> [Requirement 1]
State how many lines in the entries below contain the string "poster". Case counts.

> [Page excerpt]
Those were a few of the highlights pointed out yesterday by a panel of experts at a World Resources Institute (WRI) forum, "Building Climate Smart Agriculture and Resiliency in the Sahel." Because features like trees and water tables take time to mature, it is only recently that the success of many of these projects has become evident, panelists said.

"It wasn't until six years ago that [scientists] realized the vast transformation that was occurring," said Gray Tappan, a remote sensing specialist with the U.S. Geological Survey.

However, the panelists also cautioned that climate change and increasing population densities would place added stress on the region in the future, reinforcing the need to increase the scope of proven land-use practices immediately.

Many of the strategies that have proved most successful, such as bringing trees back into farmlands, diverge from the kinds of industrial-agriculture strategies advocated by many development agencies in the 1970s, panelists said.

"For a long time, the agricultural development paradigm was 'Let's clear up those trees because we want you to be able to mechanize,'" said Robert Winterbottom, director of the Ecosystem Services Initiative at the WRI. "People overlooked some of the ecological importance of traditional practices."

Panelists agreed that one key factor in the success of natural resource management was, paradoxically, ending government control of lands. When farmers understood that they, and not the government, were the owners of trees, they were much more likely to actively cultivate them, the panelists said.

"Farmers invest in trees if they have clearly defined user rights," said Chris Reij, a senior fellow with WRI. "That's very important: If the trees are supposed to belong to the government, they will not do so."

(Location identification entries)

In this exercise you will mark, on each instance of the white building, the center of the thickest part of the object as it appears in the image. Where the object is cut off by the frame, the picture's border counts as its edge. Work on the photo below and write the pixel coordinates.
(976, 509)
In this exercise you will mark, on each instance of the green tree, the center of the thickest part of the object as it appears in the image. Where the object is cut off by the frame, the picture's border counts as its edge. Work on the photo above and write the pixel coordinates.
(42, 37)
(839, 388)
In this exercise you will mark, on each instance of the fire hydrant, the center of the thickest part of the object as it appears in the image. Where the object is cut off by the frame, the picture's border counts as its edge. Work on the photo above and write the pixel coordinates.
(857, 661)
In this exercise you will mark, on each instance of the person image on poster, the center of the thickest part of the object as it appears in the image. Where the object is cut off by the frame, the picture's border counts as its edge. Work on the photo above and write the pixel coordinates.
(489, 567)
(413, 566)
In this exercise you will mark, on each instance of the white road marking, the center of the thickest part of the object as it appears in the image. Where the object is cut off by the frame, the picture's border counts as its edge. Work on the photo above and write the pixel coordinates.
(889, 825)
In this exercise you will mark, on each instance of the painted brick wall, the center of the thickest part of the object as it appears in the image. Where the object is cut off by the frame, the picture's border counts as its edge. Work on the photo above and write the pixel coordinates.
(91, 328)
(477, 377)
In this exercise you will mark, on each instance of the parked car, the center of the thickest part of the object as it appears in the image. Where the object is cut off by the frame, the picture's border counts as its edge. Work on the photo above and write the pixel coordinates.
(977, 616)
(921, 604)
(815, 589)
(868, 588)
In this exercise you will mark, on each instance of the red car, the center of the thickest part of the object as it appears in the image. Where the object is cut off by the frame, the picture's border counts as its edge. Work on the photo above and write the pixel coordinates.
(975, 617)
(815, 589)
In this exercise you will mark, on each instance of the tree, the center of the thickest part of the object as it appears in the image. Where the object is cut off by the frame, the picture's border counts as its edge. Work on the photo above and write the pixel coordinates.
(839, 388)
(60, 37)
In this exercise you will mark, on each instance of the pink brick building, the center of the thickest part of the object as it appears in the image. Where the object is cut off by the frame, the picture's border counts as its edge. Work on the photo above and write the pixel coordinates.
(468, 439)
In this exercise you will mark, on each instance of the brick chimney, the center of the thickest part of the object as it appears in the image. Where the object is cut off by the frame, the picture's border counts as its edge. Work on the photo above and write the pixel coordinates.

> [Requirement 2]
Summarize the excerpt on farming in the Sahel above in two sentences.

> [Complete response 1]
1

> [Complete response 2]
At a World Resources Institute forum on climate-smart agriculture in the Sahel, panelists said the success of many land-use projects, such as bringing trees back into farmlands, has only recently become evident, though climate change and rising population densities will add stress and call for expanding proven practices immediately. They noted that these strategies diverge from the industrial-agriculture approaches advocated in the 1970s and that farmers are much more likely to cultivate trees when they, rather than the government, own them.